● SELECTED TEXT

This American Life politely enters the movie business with Sleepwalk With Me, an Ira Glass co-written and produced comedy-drama that marks the writing, directing, and starring debut (might as well get it all out of the way at once) of fan favorite Mike Birbiglia, in an adaptation of his bestselling memoir and Off-Broadway show of the same name. Taking a few pages from Woody Allen, another stand-up who made a smooth transition to film, Birbiglia narrates directly into the camera, telling the story of how his thinly fictionalized doppelgänger found his voice as a comedian/quietly confessional autobiographical storyteller, while simultaneously drifting away from his longtime girlfriend. Lauren Ambrose plays the girlfriend, a smart, dazzling woman he adores but can’t bring himself to marry, in spite of her unsubtle hints that it’s long overdue.
Birbiglia’s soul-consuming anxiety over the prospect of either proposing to Ambrose or losing her manifests itself physically in Rapid Eye Movement Behavior Disorder, a rare, dangerous disease that causes sufferers to act out their dreams physically, sometimes to the peril of themselves and others. At its most dangerous, the disorder causes Birbiglia to jump out the second-story window of a hotel in a nearly fatal accident that forces him to face some of his slumbering demons.
The co-writer/director/star begins Sleepwalk With Me by swearing that everything that follows actually happened, and with the exception of his rare, dramatic disorder, it’s easy to believe; it’s no surprise Birbiglia wrestled with commitment issues while struggling to find himself artistically in a strange, complicated, competitive field. Titular affliction aside, Birbiglia’s struggles are often universal: They fit the rough template of the coming-of-age movie, but the film’s colorful milieu in the tight-knit stand-up comedy world lends it a pleasing specificity and flavor. Thanks in part to Birbiglia’s warm narration and endearing presence, Sleepwalk With Me shares an ingratiating intimacy with This American Life and Birbiglia’s stand-up. It’s as if he’s telling his exceedingly slight, winningly modest tale of love lost and creative confidence found directly to the audience, without any filter to dilute its scruffy charm or intense likeability.

● EXTRACTED INFORMATION

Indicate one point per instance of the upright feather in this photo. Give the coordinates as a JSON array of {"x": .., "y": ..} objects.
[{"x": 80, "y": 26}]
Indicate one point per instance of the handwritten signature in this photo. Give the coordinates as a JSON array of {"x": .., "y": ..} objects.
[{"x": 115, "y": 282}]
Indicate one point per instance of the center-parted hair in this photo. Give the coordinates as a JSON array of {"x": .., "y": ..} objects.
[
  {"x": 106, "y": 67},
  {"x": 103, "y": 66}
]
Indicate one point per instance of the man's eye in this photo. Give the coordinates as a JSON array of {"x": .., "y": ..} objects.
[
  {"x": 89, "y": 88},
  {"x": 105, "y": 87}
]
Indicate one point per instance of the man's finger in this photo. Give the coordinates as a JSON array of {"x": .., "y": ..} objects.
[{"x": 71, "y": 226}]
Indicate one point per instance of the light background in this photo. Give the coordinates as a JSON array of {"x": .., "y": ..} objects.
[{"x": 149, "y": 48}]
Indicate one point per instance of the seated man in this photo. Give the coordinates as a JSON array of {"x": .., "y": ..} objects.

● HOW TO COMPLETE THIS TASK
Do these statements agree with the review of Sleepwalk With Me? For each, answer yes or no and quote the words of the review that decide it.
1. Lauren Ambrose plays the girlfriend.
2. The disorder leads Birbiglia to jump from a third-story hotel window.
3. The film is adapted from a memoir and an Off-Broadway show.

● WRITTEN SOLUTION
1. Yes: "Lauren Ambrose plays the girlfriend"
2. No: "jump out the second-story window of a hotel"
3. Yes: "an adaptation of his bestselling memoir and Off-Broadway show of the same name"